Requirements:
Render every line of the records below as a numbered list, leaving out any blank lines.

---------- Records for the exercise ----------

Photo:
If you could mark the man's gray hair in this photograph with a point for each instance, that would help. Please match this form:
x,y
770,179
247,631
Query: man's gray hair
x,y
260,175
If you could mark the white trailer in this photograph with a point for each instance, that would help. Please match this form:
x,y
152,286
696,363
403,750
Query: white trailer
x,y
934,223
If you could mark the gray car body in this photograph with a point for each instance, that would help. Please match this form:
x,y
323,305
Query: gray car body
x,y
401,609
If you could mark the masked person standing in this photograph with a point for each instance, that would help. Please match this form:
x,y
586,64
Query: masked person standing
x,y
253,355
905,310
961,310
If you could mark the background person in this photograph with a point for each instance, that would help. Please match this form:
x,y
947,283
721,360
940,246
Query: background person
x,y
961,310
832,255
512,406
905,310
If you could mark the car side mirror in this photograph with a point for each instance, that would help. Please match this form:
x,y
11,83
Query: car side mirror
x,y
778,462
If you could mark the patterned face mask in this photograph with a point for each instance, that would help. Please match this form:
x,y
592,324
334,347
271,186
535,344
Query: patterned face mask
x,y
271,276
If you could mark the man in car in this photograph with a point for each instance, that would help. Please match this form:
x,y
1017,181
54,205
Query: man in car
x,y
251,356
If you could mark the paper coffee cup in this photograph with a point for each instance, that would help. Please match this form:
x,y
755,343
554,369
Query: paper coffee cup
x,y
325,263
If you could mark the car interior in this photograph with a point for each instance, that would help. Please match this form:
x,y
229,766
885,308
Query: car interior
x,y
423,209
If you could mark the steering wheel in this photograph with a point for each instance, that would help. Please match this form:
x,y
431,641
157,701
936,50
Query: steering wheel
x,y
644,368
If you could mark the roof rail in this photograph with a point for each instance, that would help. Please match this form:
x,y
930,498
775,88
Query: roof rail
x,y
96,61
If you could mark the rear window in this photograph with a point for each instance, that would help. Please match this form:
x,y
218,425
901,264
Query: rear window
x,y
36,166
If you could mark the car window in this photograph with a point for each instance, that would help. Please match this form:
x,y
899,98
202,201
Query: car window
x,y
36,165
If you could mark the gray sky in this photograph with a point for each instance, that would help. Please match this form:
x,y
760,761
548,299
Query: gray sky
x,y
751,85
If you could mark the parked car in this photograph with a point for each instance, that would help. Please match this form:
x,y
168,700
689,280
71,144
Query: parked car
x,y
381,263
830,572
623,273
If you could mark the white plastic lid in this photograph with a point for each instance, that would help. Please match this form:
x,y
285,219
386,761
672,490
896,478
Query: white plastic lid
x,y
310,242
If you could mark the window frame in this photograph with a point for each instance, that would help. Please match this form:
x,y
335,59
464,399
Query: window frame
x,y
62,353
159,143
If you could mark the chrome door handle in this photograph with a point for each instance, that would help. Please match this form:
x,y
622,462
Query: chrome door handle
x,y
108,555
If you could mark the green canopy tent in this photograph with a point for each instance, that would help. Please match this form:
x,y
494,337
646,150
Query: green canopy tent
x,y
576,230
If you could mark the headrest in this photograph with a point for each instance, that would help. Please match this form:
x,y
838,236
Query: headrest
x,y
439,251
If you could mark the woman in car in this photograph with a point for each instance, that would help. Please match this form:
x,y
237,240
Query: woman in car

----------

Solution:
1. Photo:
2. If you could mark the man's gray hair in this photograph with a point for each instance, that would help. Please match this form:
3. x,y
4. 770,179
5. 247,631
6. Query: man's gray hair
7. x,y
8. 260,175
9. If you could mark the white trailer in this photograph with a point for each instance, that would help. Please match this form:
10. x,y
11. 152,286
12. 696,363
13. 403,750
14. Query: white trailer
15. x,y
16. 934,223
17. If you could mark the gray car body in this photograph with a point for each instance, that would help. Please match this form:
18. x,y
19. 323,305
20. Query: gray car body
21. x,y
22. 401,609
23. If you could mark the masked person standing in this photograph with a point for each instance, that would help. Please match this form:
24. x,y
25. 586,64
26. Query: masked person standing
27. x,y
28. 253,355
29. 905,310
30. 961,310
31. If you could mark the background person in this photograph with a point for each instance, that would help. Please match this form:
32. x,y
33. 947,283
34. 721,360
35. 940,246
36. Query: background person
37. x,y
38. 961,310
39. 832,255
40. 512,406
41. 905,310
42. If you could mark the car side mirror in this photograph with a point for each instance, that would help. Please match this form:
43. x,y
44. 11,83
45. Query: car side mirror
46. x,y
47. 778,462
48. If you could mark the patterned face mask in this photograph with a point for each instance, that would help. Please match this form:
49. x,y
50. 592,324
51. 334,347
52. 271,186
53. 535,344
54. Query: patterned face mask
55. x,y
56. 271,276
57. If you could mark the man in car in this photograph with a point for each instance, that would help. Please match this form:
58. x,y
59. 1017,181
60. 54,205
61. Query: man in car
62. x,y
63. 251,356
64. If you could mark the paper coffee cup in this photograph with a point for each instance, that would help. Please match this form:
65. x,y
66. 755,343
67. 554,369
68. Query: paper coffee cup
69. x,y
70. 325,263
71. If you could mark the car interior in this photograph with a point for each instance, that would help. Please match this form:
72. x,y
73. 229,766
74. 885,308
75. Query: car interior
76. x,y
77. 423,209
78. If you could mark the steering wheel in this photograph with a point for each instance, that would help. Please match this form:
79. x,y
80. 431,641
81. 157,701
82. 936,50
83. Query: steering wheel
84. x,y
85. 644,368
86. If you could mark the roof rail in this photograph with a point for each instance, that would help. Please match this form:
87. x,y
88. 930,498
89. 775,88
90. Query: roof rail
91. x,y
92. 96,61
93. If you could mark the rear window in this photograph with a point for each instance, that would help. Please match this form:
94. x,y
95. 218,425
96. 901,264
97. Query: rear window
98. x,y
99. 36,166
100. If you could mark the car window in this photograph with a point for each instance, that would help. Please match this form:
101. x,y
102. 899,98
103. 202,201
104. Query: car window
105. x,y
106. 36,165
107. If you could mark the gray sky in this photograph with a point for each instance, that would help. Please match this form:
108. x,y
109. 760,761
110. 548,299
111. Query: gray sky
112. x,y
113. 751,85
114. If you could mark the parked car in this photograph with a point for each instance, that would help. Please match this form:
115. x,y
116. 168,700
117. 689,280
118. 71,144
119. Query: parked car
120. x,y
121. 381,263
122. 830,572
123. 623,273
124. If you could mark the white plastic lid in this photograph with a point for each instance, that would help. Please match this form:
125. x,y
126. 285,219
127. 386,761
128. 672,490
129. 896,478
130. Query: white plastic lid
131. x,y
132. 310,242
133. If you could mark the window frame in this photograph with a point for each instance, that would help. Please match this form:
134. x,y
135. 335,59
136. 464,399
137. Query: window frame
138. x,y
139. 62,353
140. 159,143
141. If you could mark the chrome door handle in this photograph with a point for each instance, that would help. Please match this form:
142. x,y
143. 622,462
144. Query: chrome door handle
145. x,y
146. 108,555
147. If you could mark the green canopy tent in this photograph with a point for each instance, that would help. Please match this form:
148. x,y
149. 494,337
150. 646,150
151. Query: green canopy tent
152. x,y
153. 576,230
154. If you could mark the headrest in this photograph with a point for each instance, that would help. Please match this form:
155. x,y
156. 838,236
157. Query: headrest
158. x,y
159. 439,251
160. If you could mark the woman in car in this photograph with a point for each instance, that would help. Please match this form:
161. x,y
162. 237,240
163. Query: woman in car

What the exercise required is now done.